§ **The input**
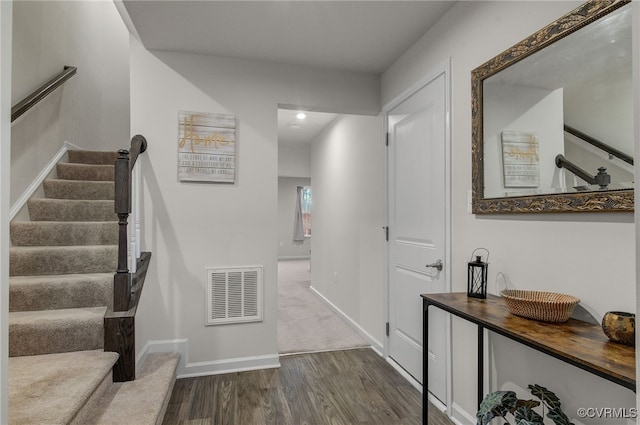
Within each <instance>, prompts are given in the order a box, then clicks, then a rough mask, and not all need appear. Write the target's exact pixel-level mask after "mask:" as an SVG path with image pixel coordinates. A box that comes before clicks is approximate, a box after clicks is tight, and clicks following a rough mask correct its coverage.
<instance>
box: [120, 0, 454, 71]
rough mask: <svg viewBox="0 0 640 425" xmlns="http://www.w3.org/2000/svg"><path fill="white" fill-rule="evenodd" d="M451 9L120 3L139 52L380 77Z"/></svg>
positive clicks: (348, 4)
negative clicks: (381, 74) (380, 75)
mask: <svg viewBox="0 0 640 425" xmlns="http://www.w3.org/2000/svg"><path fill="white" fill-rule="evenodd" d="M454 3H455V2H454V1H451V0H448V1H431V0H418V1H416V0H414V1H401V0H396V1H377V0H374V1H346V0H343V1H328V0H315V1H270V0H262V1H238V0H236V1H175V0H174V1H167V0H161V1H156V0H148V1H147V0H124V1H123V5H124V7H125V8H126V11H127V13H128V14H129V17H130V19H131V22H132V23H133V25H134V26H135V28H136V31H137V33H138V34H139V36H140V38H141V40H142V42H143V44H144V45H145V47H146V48H147V49H153V50H171V51H180V52H191V53H199V54H207V55H216V56H227V57H235V58H244V59H255V60H264V61H270V62H279V63H287V64H298V65H308V66H315V67H322V68H331V69H339V70H350V71H359V72H366V73H374V74H380V73H382V72H383V71H385V70H386V69H387V68H388V67H389V66H390V65H391V64H392V63H393V62H394V61H395V60H396V59H397V58H398V57H399V56H400V55H401V54H402V53H404V52H405V51H406V50H407V49H408V48H409V47H410V46H411V45H412V44H413V43H415V42H416V41H417V40H418V39H419V38H420V37H421V36H422V35H423V34H424V33H425V32H426V31H427V30H428V29H429V28H430V27H431V26H432V25H433V24H434V23H435V22H436V21H437V20H438V19H439V18H440V17H442V15H443V14H444V13H445V12H446V11H447V10H449V8H451V6H453V4H454Z"/></svg>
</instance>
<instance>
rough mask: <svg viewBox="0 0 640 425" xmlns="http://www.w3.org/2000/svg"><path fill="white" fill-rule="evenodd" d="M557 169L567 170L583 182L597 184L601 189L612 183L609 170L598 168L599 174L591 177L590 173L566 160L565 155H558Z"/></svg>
mask: <svg viewBox="0 0 640 425" xmlns="http://www.w3.org/2000/svg"><path fill="white" fill-rule="evenodd" d="M556 167H558V168H566V169H567V170H569V171H571V172H572V173H573V174H575V175H576V176H578V177H580V178H581V179H582V180H584V181H586V182H587V183H589V184H597V185H600V187H601V188H605V187H607V186H609V183H611V176H610V175H609V174H608V173H607V169H606V168H604V167H600V168H598V174H596V175H595V176H594V175H591V174H589V172H588V171H585V170H584V169H582V168H580V167H578V166H577V165H576V164H574V163H573V162H571V161H569V160H568V159H567V158H565V156H564V155H562V154H558V155H556Z"/></svg>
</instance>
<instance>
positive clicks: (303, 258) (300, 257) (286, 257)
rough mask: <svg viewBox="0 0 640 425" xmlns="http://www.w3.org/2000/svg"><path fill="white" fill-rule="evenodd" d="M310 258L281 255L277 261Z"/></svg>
mask: <svg viewBox="0 0 640 425" xmlns="http://www.w3.org/2000/svg"><path fill="white" fill-rule="evenodd" d="M310 259H311V256H309V255H283V256H282V257H278V261H286V260H310Z"/></svg>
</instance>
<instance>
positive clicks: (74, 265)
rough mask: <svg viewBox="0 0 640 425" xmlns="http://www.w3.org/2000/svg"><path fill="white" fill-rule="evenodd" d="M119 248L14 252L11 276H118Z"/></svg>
mask: <svg viewBox="0 0 640 425" xmlns="http://www.w3.org/2000/svg"><path fill="white" fill-rule="evenodd" d="M117 258H118V247H117V246H111V245H108V246H100V247H95V246H92V247H88V246H87V247H79V248H75V247H73V248H72V249H64V248H63V247H61V248H58V249H52V248H47V247H44V248H34V249H29V248H21V247H17V248H11V249H10V260H9V274H10V276H34V275H49V274H70V273H114V272H115V270H116V267H117Z"/></svg>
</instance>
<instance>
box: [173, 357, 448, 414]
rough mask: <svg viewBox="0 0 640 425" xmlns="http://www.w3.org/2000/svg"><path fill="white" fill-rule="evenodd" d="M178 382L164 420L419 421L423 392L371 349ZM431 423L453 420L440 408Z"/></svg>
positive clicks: (287, 358) (421, 412) (312, 357)
mask: <svg viewBox="0 0 640 425" xmlns="http://www.w3.org/2000/svg"><path fill="white" fill-rule="evenodd" d="M280 363H281V365H282V367H281V368H279V369H265V370H258V371H251V372H241V373H231V374H226V375H214V376H205V377H198V378H185V379H178V380H177V381H176V384H175V387H174V389H173V393H172V395H171V400H170V401H169V406H168V407H167V412H166V415H165V417H164V422H163V424H164V425H182V424H184V425H365V424H366V425H414V424H415V425H418V424H421V423H422V419H421V414H422V407H421V405H422V395H421V394H420V392H419V391H417V390H416V389H415V388H414V387H413V386H412V385H411V384H410V383H409V382H407V381H406V380H405V379H404V378H403V377H402V376H401V375H400V374H399V373H397V372H396V371H395V370H394V369H393V368H392V367H391V366H390V365H389V364H388V363H387V362H386V361H385V360H384V359H383V358H381V357H380V356H378V355H377V354H376V353H375V352H374V351H373V350H371V349H368V348H367V349H356V350H347V351H332V352H325V353H313V354H299V355H293V356H286V357H282V358H281V359H280ZM429 413H430V417H429V423H430V424H433V425H452V422H451V421H449V419H448V418H447V417H446V416H445V415H443V414H442V413H440V412H439V411H437V409H435V408H430V409H429Z"/></svg>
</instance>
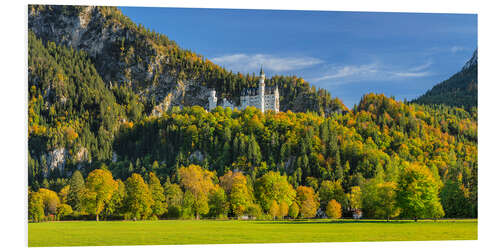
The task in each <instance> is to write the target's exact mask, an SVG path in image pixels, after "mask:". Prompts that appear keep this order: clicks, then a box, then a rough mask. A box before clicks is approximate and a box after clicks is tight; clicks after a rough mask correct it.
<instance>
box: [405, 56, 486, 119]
mask: <svg viewBox="0 0 500 250" xmlns="http://www.w3.org/2000/svg"><path fill="white" fill-rule="evenodd" d="M414 102H416V103H420V104H445V105H449V106H454V107H464V108H465V109H467V110H470V109H471V108H472V107H477V50H476V51H474V54H473V55H472V58H471V59H470V60H469V61H468V62H467V63H466V64H465V65H464V67H463V68H462V70H461V71H460V72H458V73H456V74H454V75H453V76H452V77H450V78H449V79H448V80H445V81H443V82H441V83H439V84H437V85H436V86H434V87H433V88H432V89H431V90H429V91H427V93H425V94H424V95H422V96H420V97H419V98H417V99H416V100H414Z"/></svg>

§ **What you need to do**
Retrieve each line of the data in which the word "approximate" can be found.

§ **Expected output**
Within each <instance>, prompts are given in the order a box, then clicks, then a rough mask, and not all need appear. Write the target's exact pixel-level mask after "mask:" as an SVG path with image pixel coordinates. A box that comes before clicks is approximate, a box after clicks is tight, and clicks following a rough mask correct its coverage.
The task in each <instance> is to write the target's exact mask, an SVG path in image pixels, after "mask:". Prompts that appear keep this order: clicks, then a box, then a rough mask. A box before clicks is approximate and a box after clicks is tight; clicks after a rough mask correct it.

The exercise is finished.